(Collected data entries)
########

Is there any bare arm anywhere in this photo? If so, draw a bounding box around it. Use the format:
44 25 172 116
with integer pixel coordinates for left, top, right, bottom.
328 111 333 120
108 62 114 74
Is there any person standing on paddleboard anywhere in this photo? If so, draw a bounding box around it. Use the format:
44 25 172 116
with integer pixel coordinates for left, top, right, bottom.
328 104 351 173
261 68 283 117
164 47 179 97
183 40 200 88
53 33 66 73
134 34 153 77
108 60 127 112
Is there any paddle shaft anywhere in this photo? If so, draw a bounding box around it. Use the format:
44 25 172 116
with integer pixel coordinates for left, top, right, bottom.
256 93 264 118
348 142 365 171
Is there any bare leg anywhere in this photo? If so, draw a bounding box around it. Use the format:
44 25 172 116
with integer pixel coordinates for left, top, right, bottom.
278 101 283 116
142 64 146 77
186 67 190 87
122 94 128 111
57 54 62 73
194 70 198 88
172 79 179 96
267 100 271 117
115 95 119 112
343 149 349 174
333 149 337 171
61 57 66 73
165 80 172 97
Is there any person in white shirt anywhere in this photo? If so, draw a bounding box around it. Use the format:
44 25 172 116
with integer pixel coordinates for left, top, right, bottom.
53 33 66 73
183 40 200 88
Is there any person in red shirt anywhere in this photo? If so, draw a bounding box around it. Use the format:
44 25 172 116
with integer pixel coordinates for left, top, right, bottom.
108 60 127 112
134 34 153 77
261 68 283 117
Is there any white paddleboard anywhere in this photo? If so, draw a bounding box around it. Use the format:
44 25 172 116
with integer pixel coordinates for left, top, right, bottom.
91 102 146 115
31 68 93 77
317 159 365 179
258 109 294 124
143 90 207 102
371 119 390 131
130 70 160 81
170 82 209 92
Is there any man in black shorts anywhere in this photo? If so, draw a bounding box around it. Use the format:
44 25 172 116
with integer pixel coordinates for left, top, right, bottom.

########

Copy out all of the records again, replacing each "bounding box" with "rectangle" and changing nothing else.

Is there any bare arm anywhere in this photo? If so, draw a rectangle around it. Use the format:
44 25 172 116
with integer pixel coordinates for left, top, right, bottom.
328 111 333 120
108 62 114 74
Is there any person standing on paddleboard anywhere in this photo? If so, draw a rectangle around it. Use the format:
44 25 172 116
with integer pixel coordinates for left, top, right, bottom.
328 104 351 173
261 68 283 117
164 47 179 97
183 40 200 88
53 33 66 73
134 34 153 77
108 60 127 112
Is there any paddle shaft anywhere in this photo? If so, draw a rectangle around it. Use the format:
44 25 172 116
with integer pixel coordinates for left, top, right, bottom.
256 93 264 118
348 142 365 171
Is there any bare leg anywhere in this photo? If so, draw a rectangle around it. Use the format:
44 25 172 116
with integer pixel coordinates for left, top, right, bottom.
278 101 283 116
142 64 146 77
186 67 190 87
122 94 128 111
57 54 62 73
194 70 198 88
172 79 179 96
267 100 271 117
115 95 119 112
343 149 349 174
333 149 337 171
61 57 66 73
165 80 172 97
Is there any person in white shirt anywhere in this photo? If so, draw a rectangle around it. Use the format:
44 25 172 116
with integer pixel coordinates for left, top, right, bottom.
53 33 66 73
183 40 200 88
Is there any person in red shirt anywhere in this photo? If so, draw a rectangle around it. Use the format:
44 25 172 116
with integer pixel coordinates for left, top, right, bottom.
108 60 127 112
134 34 153 77
261 68 283 117
Is there any white paddleboard anywhere in this photo? If so, draw a rectangle around it. Use the format:
44 25 172 116
with integer pixel coordinates for left, top, right, bottom.
91 102 146 115
31 68 93 77
317 159 365 179
258 109 294 124
143 90 207 102
371 119 390 131
130 70 160 81
170 82 209 92
Is there any man in black shorts anywhere in this photo? If so, draw a rectangle around it. Use the format:
44 25 172 116
with integer pixel coordinates for left, top, right, bottom.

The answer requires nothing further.